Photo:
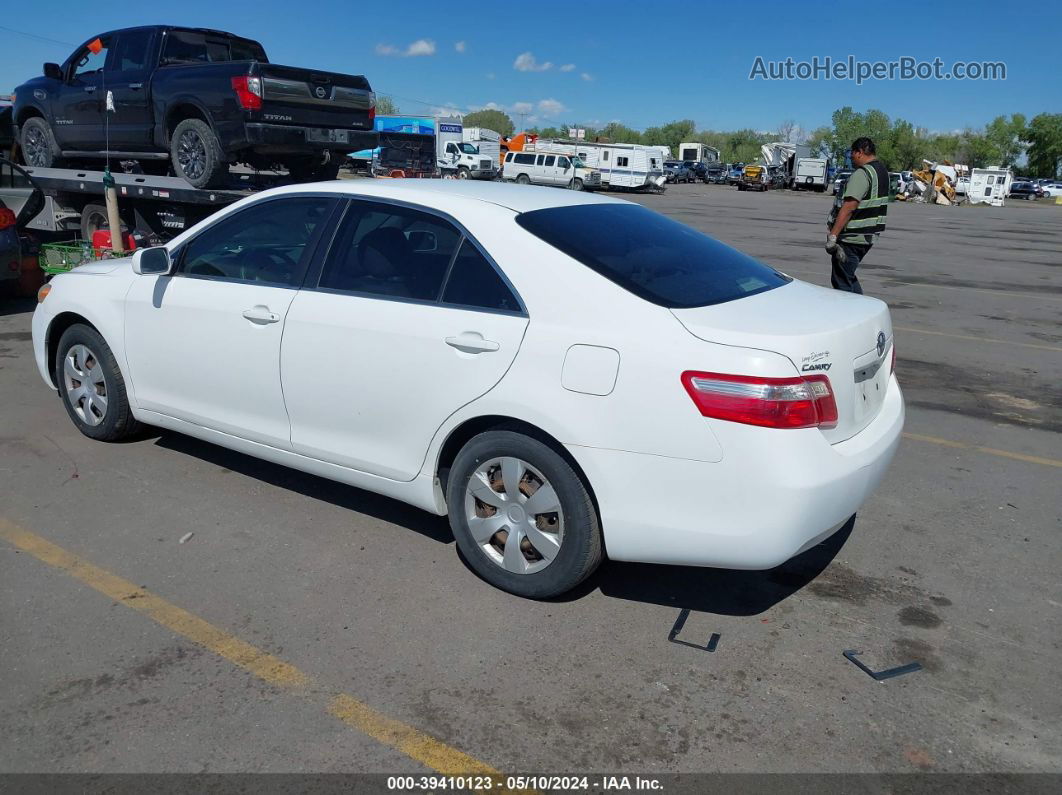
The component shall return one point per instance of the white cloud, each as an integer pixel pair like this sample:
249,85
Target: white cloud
550,107
527,63
421,47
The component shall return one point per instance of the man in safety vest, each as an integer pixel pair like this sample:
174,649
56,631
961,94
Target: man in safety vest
858,217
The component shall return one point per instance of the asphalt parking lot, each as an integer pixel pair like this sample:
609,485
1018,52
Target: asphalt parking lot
308,626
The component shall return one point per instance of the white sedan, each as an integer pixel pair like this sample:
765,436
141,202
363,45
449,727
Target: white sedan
564,375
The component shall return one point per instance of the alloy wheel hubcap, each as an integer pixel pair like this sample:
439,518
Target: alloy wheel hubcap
86,389
191,154
514,515
35,148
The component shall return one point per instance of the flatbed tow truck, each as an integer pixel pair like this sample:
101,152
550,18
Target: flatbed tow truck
155,207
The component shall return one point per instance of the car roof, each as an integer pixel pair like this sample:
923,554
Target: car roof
516,197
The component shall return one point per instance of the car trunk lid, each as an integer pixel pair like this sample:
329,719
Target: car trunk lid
844,336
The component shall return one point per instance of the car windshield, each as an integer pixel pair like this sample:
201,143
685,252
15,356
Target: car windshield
651,256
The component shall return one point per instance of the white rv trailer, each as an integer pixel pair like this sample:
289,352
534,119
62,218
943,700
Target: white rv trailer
622,166
698,153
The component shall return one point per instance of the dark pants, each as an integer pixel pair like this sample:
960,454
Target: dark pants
843,276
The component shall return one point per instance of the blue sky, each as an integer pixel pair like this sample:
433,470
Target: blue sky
641,64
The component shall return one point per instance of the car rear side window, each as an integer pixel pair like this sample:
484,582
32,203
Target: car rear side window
474,282
655,258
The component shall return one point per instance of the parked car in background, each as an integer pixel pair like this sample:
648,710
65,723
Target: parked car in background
193,100
698,169
1025,190
547,433
545,168
675,171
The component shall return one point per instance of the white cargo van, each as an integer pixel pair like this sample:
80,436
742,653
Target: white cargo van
543,168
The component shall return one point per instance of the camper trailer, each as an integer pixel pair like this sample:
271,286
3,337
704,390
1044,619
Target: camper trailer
622,166
698,152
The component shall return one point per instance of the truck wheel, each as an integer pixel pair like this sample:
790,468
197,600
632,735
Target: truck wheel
38,144
197,154
310,171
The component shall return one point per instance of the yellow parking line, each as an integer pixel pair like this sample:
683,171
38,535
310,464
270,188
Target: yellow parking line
977,339
412,742
989,450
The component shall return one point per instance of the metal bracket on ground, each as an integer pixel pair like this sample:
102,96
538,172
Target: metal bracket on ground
679,623
879,675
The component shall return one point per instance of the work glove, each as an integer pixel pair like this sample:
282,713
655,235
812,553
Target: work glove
835,249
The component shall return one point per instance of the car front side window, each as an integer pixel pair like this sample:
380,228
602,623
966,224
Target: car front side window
267,243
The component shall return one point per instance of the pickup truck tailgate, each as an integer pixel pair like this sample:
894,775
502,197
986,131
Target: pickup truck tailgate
315,99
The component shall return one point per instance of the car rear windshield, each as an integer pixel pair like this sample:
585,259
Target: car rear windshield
655,258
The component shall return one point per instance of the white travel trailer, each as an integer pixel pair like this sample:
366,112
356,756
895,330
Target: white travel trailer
622,166
989,186
698,153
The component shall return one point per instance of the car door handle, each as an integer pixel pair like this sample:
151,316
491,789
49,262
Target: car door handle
260,315
472,342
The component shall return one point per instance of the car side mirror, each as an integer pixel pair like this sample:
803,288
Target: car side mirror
152,261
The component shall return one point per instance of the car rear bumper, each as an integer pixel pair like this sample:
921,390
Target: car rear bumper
300,138
773,495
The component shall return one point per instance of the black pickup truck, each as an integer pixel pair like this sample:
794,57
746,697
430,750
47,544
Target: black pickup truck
193,100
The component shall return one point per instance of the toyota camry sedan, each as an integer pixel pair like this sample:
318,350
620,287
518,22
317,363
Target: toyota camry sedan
565,376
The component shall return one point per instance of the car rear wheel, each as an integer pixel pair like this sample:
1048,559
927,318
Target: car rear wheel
38,144
91,385
521,516
195,154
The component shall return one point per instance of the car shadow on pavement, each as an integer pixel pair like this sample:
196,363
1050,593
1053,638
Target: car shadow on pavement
340,495
721,591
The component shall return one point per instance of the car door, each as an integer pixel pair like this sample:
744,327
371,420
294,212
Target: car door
79,107
127,78
204,343
407,322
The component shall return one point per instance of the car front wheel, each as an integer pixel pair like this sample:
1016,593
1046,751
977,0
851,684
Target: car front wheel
91,385
521,516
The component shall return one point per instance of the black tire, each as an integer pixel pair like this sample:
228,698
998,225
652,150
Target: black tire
39,149
117,421
313,171
197,156
581,548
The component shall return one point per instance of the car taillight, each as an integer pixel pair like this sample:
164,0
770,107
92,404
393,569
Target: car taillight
249,92
769,402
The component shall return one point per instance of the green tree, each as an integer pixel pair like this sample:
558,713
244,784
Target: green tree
386,105
490,119
1006,136
1044,136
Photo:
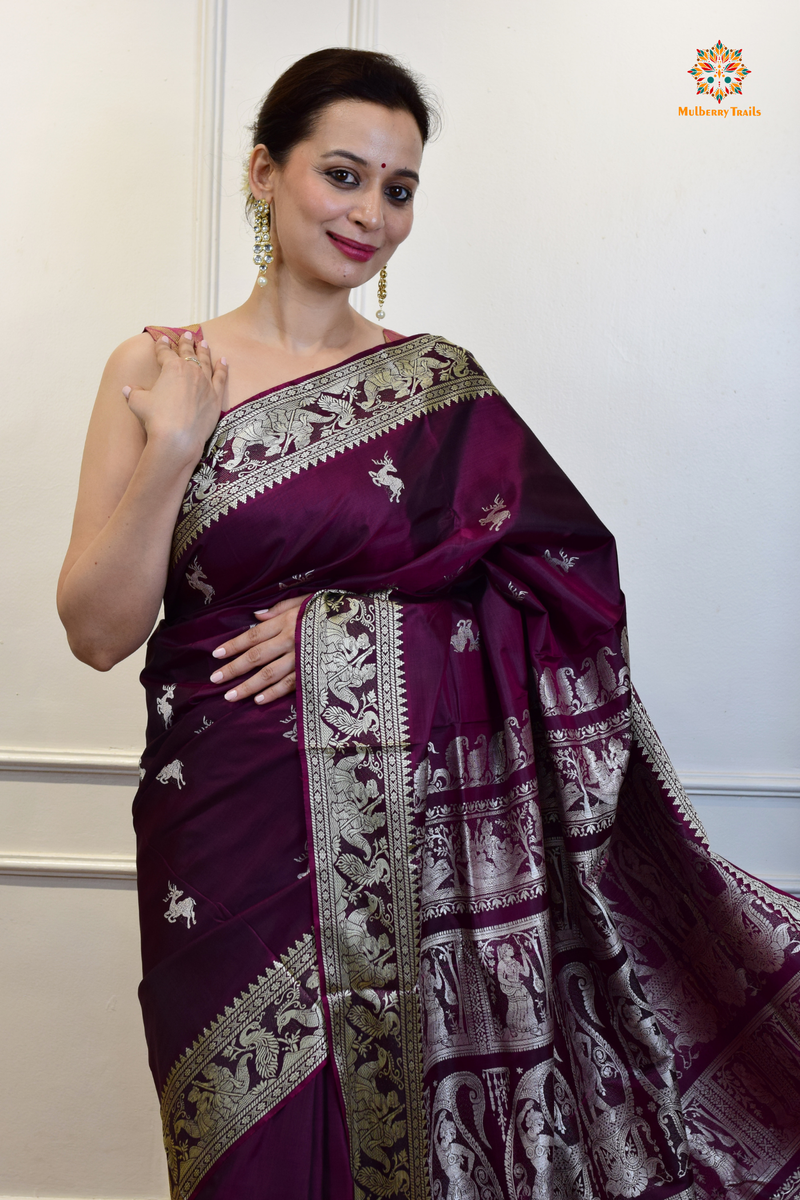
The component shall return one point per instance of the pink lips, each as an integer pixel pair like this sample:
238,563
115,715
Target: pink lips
355,250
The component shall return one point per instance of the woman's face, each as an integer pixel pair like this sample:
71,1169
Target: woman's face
342,203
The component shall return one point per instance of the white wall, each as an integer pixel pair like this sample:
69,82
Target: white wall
624,274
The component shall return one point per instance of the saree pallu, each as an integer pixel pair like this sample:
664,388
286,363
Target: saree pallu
444,923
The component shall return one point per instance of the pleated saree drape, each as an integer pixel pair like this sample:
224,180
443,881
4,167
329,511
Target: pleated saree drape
443,923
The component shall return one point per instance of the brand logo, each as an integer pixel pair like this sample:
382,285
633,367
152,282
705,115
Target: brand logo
719,72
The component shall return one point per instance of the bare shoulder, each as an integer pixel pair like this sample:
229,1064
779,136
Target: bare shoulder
133,359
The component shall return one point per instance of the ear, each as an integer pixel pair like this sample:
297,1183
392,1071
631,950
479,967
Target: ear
262,173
----------------
Copy the data exactly. Any picture it contains is to be omitted.

Photo:
The component shall return one point per instance of the white cloud, each as an integer pixel pair like this sample:
249,85
Target: white cloud
550,107
527,63
421,47
The component shall return one point per instance of the man in safety vest, each as an integer pixel pair like this sample:
174,649
56,631
961,94
Target: man in safety vest
858,217
The component shall return one point per instance of the asphalt parking lot, each as an integer pixel pair like this sample:
609,485
1018,52
Target: asphalt parking lot
308,626
The component shall return one point per instance of the white sedan, each as an integer pixel pair like this sample:
765,436
141,202
363,45
449,727
Target: white sedan
564,375
The component shall return one point per instance of the alloy wheel hubcap, each as an integer pixel pair like this sample:
439,518
Target: alloy wheel hubcap
86,389
191,154
514,515
35,148
The component shall return one point per instance of the flatbed tow truck, each as an integer pixel pair like this sample:
101,152
550,18
Target: flatbed tow truck
155,207
The component shall return one point per instance of the car roof, each as an integer pixel pair like this sample:
923,554
Target: car roof
516,197
The component shall return one point per instance of the car trunk lid, each as an integer pixel pair like this sample:
329,719
Target: car trunk lid
844,336
The component shall return one point per instance of the car windshield, each as an integer pixel pair like this sample:
201,143
685,252
15,356
Target: car windshield
651,256
The component shall return one point per instance of the white rv trailer, each as an integer pixel pair like this sample:
289,352
534,119
62,218
943,700
Target: white rv trailer
622,166
698,153
The component shall return one point per instance of the dark pants, each as an integer pixel pair like this sample:
960,454
Target: dark pants
843,276
The component shall return one point per instance of the blue sky, each as an integer pixel pair like this sample:
433,470
Target: blue sky
641,64
The component shall return one point per instance of the car rear side window, each as an integer pixel pair like this sample:
484,582
32,203
Target: car rear side window
474,282
655,258
The component shall return one point per instance of the parked car in background, each as an integer pixel pair like this sample:
648,710
65,723
Target: parked car in background
193,100
698,169
1025,190
547,433
545,168
675,171
The component shall return one point per instance of the white cargo van, each as an integer pixel pair like this sample:
80,436
742,653
Target: white cargo van
543,168
The component shall return one point per instance of the camper trailer, each as an integer pixel pair like this sample:
271,286
3,337
704,390
1044,619
Target: camper trailer
622,166
698,152
The component shall return one point per instance of the truck wheel, each as an integer pixel pair like this sample:
790,468
197,600
632,735
Target: truck wheel
38,144
197,154
310,171
The component shall return one point per instance of the yellow parking line, each as an integer pixel pair like this sample:
683,171
38,535
310,464
270,188
Target: yellow parking line
977,339
412,742
989,450
The component shall return one point per instance of the metal bracket on ground, each as an integer pixel pair like this sample:
102,96
538,172
Target: metal bracket on ground
679,623
879,675
The component shall return one point per instance of the work glove, each as an integer pixel pair like this sample:
282,713
655,235
812,553
Target: work glove
835,249
The component shall return one point per instance of the car front side window, each as an integer pixel pair like this sample:
380,228
602,623
966,224
Target: car front side window
267,243
The component shall return one point per instance of the pickup truck tailgate, each as an integer pixel pair like this sample:
894,775
502,197
986,131
Target: pickup truck tailgate
315,99
The component shall return one point per instance of the car rear windshield, each as an integer pixel pair like this sample:
585,259
Target: car rear windshield
655,258
The component shall return one point per instance of the white travel trailer, each as an integer pixel pair like this sample:
366,112
356,756
895,330
Target: white travel trailer
622,166
989,186
698,153
The component shall return one point per instance of the car door handle, each as an integer pixel pair like this sample:
151,316
491,789
49,262
Target: car door handle
260,315
472,342
The component shall return one point per instance of the car side mirror, each as an integer pixel pair like this sample:
803,288
Target: car side mirror
152,261
The component shall return one point per instance of the car rear bumper, each as an integer pixel pair like this sample:
921,390
Target: car rear bumper
300,138
773,495
The component shall return one point per instance of the black pickup truck, each as an integer pixel pair like this sample:
794,57
746,697
430,750
47,544
Target: black pickup truck
193,100
The component shall return one point per instance of the toyota camry sedan, each as an integer pixel pair like this sample:
318,350
620,287
518,22
317,363
Target: toyota camry sedan
565,376
The component shall return one point per instance of the car rear wheel, each as an integer pixel pair like this sample:
1048,559
927,318
Target: car rear wheel
38,144
91,385
521,516
195,154
The component shall return one point per instance of the car shadow on pavement, each as an integer pixel pair like this sample:
196,363
1050,593
1053,638
Target: car shadow on pavement
340,495
721,591
The component shall return one point per instance of the car door, each as an integer pixel pair like this sample:
744,327
371,420
294,212
Target: car door
79,107
127,78
204,343
407,322
The component shall return one point per instance of the car front wheel, each as an integer pixel pair like this sample:
1016,593
1046,751
977,0
851,684
Target: car front wheel
91,385
521,516
The component shall return one point per instance of the black tire, each as an integer pixel pair like this sample:
228,698
998,225
652,150
Target: black tire
39,149
117,421
313,171
197,156
581,548
The component shall return one point per instance of the car taillight, each as an integer pixel pair like this sample:
164,0
770,107
92,404
393,569
Target: car taillight
249,92
769,402
The component shall return one point per instance of the green tree, each as an integer pixel pair like this sample:
558,713
244,784
Target: green tree
386,105
490,119
1006,136
1044,136
Photo:
The component shall return one point per instance of the pink lips, each as an integer pixel pair like this sample:
238,563
115,715
Target: pink lips
355,250
The component shall return one point per instance of the woman's face, each as an integer pixel pair like this sample:
71,1169
Target: woman's face
342,203
The component shall return one point per instance of the white wall, each as an integer pixel pair like this sample:
69,82
Target: white wall
624,274
The component shall return one point per instance of the saree pallu, each as an integer pixel pair like this sample:
664,388
286,363
Target: saree pallu
444,923
The component shall return one point per instance of the pleated saree drape, each as an integer pixel pair like this sample:
224,180
443,881
4,167
329,511
Target: pleated saree drape
443,923
The component shall return one point per instance of the brand logo, each as an integer pixel pair like this sample:
382,285
633,367
152,282
705,115
Target: brand logo
719,72
The component shall return one point per instance of the bare shoulder, each as an integer pixel pair like this sample:
229,1064
779,136
Target: bare shoulder
133,359
The component shall return one point per instance of the ear, each as an integer pixel pair like this sample:
297,1183
392,1071
631,950
479,967
Target: ear
262,173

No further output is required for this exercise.